*** Begin section ***

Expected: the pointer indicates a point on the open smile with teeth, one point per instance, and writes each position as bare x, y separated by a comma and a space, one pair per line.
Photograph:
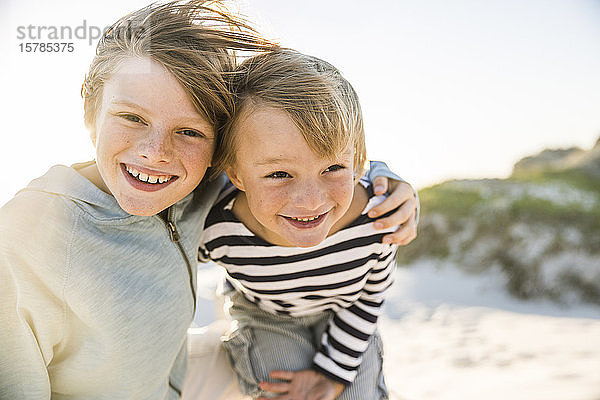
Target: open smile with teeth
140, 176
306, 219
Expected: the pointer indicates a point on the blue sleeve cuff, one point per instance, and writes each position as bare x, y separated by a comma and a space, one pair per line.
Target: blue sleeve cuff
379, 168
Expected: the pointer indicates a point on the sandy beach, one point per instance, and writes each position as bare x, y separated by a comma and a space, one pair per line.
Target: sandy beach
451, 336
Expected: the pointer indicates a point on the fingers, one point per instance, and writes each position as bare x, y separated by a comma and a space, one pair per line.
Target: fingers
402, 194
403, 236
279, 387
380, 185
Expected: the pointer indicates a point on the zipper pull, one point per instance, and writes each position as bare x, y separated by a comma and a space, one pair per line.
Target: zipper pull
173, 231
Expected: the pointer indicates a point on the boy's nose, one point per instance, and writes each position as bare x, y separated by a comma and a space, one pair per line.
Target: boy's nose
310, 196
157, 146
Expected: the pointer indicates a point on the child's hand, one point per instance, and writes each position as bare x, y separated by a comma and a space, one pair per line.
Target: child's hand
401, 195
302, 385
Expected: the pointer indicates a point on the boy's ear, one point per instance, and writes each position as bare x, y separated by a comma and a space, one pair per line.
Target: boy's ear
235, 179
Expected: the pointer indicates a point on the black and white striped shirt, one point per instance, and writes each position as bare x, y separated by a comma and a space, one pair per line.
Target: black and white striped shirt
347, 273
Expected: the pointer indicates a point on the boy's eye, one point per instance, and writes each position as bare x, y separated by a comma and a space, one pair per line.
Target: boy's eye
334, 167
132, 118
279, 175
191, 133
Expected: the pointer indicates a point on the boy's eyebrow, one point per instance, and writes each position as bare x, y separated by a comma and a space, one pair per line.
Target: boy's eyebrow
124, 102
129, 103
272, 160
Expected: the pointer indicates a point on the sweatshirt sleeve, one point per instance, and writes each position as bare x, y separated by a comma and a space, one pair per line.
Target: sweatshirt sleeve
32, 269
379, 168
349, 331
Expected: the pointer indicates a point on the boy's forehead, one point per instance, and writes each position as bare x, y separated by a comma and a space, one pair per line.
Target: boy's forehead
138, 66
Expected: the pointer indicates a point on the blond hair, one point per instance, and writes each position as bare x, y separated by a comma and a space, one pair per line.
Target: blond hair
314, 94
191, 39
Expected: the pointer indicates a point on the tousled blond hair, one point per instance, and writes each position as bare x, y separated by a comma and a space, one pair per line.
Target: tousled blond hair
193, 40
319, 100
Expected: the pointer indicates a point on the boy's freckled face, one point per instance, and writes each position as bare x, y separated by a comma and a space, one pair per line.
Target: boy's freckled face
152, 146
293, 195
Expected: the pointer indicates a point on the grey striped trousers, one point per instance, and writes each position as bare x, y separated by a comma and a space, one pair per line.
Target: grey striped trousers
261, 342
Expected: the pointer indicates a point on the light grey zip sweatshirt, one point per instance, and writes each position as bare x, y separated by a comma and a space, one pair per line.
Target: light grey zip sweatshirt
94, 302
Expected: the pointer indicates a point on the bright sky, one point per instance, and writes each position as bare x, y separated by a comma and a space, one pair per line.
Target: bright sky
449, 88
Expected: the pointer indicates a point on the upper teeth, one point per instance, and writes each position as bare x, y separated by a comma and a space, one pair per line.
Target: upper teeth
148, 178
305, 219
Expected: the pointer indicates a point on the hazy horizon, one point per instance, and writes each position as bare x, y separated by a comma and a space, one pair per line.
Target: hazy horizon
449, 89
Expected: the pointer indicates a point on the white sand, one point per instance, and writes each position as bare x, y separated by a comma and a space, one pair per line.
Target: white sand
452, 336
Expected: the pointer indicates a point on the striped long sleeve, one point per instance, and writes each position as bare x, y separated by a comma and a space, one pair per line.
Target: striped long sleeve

*** End section ***

▶ [TASK GOAL]
In your copy of the entries above, keep the text exact and leave out the pictures.

▶ [PROBLEM SOLUTION]
Expected: the pointer indicates a point on the open smile with teeth, one point per instance, and writes each position as bare x, y separated by a comma and a space, one pair per line.
Photograph:
Target: open smile with teeth
140, 176
306, 219
Expected: the pointer indicates a point on the blue sleeve cuff, one point per instance, and writes each position as bare x, y separated by a comma and a space, one pair per line.
Target: blue sleeve cuff
379, 168
Expected: the pointer indicates a point on the sandy beach, one point per instance, and writes each position as bare x, y separated by a comma and a space, one pair per line.
Target: sandy beach
451, 336
Expected: the pointer indicates a point on the fingers, one point per instance, and writes each position as bare x, y separated by a comma and a space, one pair per line.
Target: fingers
402, 194
403, 236
279, 387
380, 185
Expected: the pointer indicates a point on the zipper pull, one point per instance, and writes each position as bare x, y separated by a comma and a space, one pair per line.
Target: zipper pull
173, 231
Expected: the pointer indicates a point on the boy's nose, one point per instance, and writes each position as bare x, y separated by a comma and a space, one pair per line.
Target: boy's nose
310, 196
157, 146
Expected: the pointer indicates a point on the child's hand, one point per instance, and writes each position as bare x, y separated by a comma and a space, one pair per line.
Target: child's hand
401, 195
302, 385
Expected: the pointer indicates a point on the boy's ear, one point per instance, and writes each position as bare x, y separated by a comma and a space, one pair per line.
Target: boy's ear
235, 179
Expected: the pointer indicates a point on the black and white striped shirt, one point per instance, and writes each position as bare x, y separated by a comma and a space, one pair per line.
Target: black and white striped shirt
347, 273
Expected: the pointer indicates a point on the boy's eye, one point per instance, and writes each position as bare x, y separated by a comma and a space, one pair per line.
Target: boy's eye
334, 167
132, 118
279, 175
191, 133
Expected: the pointer indicates a point on the boy's eyebrow, one point per instance, and writes each position as bare x, y separated by a comma and a space, one pair per line.
Target: boy's eyebrow
124, 102
129, 103
272, 160
Expected: the pointer indicates a point on the sweatshirt sleeve, one point per instance, and writes each position as bare x, y separated by a comma and a space, one pair per line.
Target: sweatshirt sleeve
32, 269
379, 168
349, 331
Expected: the pointer indicates a point on the boy's forehead, one point per instance, and writes each position as bare x, y separated by a comma and a space, one pair per line.
Target: boy's forehead
138, 66
Expected: the pointer indicates a point on the blond hair, one point per instance, and writes each position as bare x, y separated by a comma and a space, one pair per line.
Target: blond hair
314, 94
191, 39
Expected: the pointer indicates a point on the tousled blond hair, one point per instance, and writes each position as bare x, y separated by a comma and a space, one pair per line.
Target: tousled blond hair
193, 40
319, 100
Expected: the pointer indicates a point on the boy's freckled face, one point per instance, and writes each position as bare x, y separated by a comma and a space, one pair per line.
Target: boy's freckled face
152, 146
293, 195
Expected: the pointer indicates a point on the grey striped trousers, one point per instance, and writes each position as bare x, y separated by a comma and a space, one pair per line.
Target: grey striped trousers
261, 342
Expected: the pointer indicates a point on the light grey zip sweatshirt, one point per instance, and writes each position as bare x, y separated by a comma and a space, one pair per line.
Target: light grey zip sweatshirt
94, 302
Expected: the pointer indicates a point on the bright sky, one point per instance, and writes each position as bare x, y separated by a comma and a space, one pair per line.
Target: bright sky
449, 88
Expected: the pointer indicates a point on the upper teeth, one point per instance, and writes each position as bare x, y separated by a comma and a space, one pair per line.
Target: upper teeth
148, 178
305, 219
Expected: the pointer indicates a point on the hazy horizon, one point per instance, and writes each position as bare x, y separated by a comma and a space, one pair per line.
Target: hazy horizon
449, 89
Expected: the pointer indicates a point on the white sand, one point per instance, and writes each position as bare x, y separated by a comma and a space, one pair per line.
Target: white sand
452, 336
Expected: the pointer indicates a point on the striped long sleeve, one point per instance, and writes each position as bare x, y separated by a comma and a space, one pair per line.
Target: striped long sleeve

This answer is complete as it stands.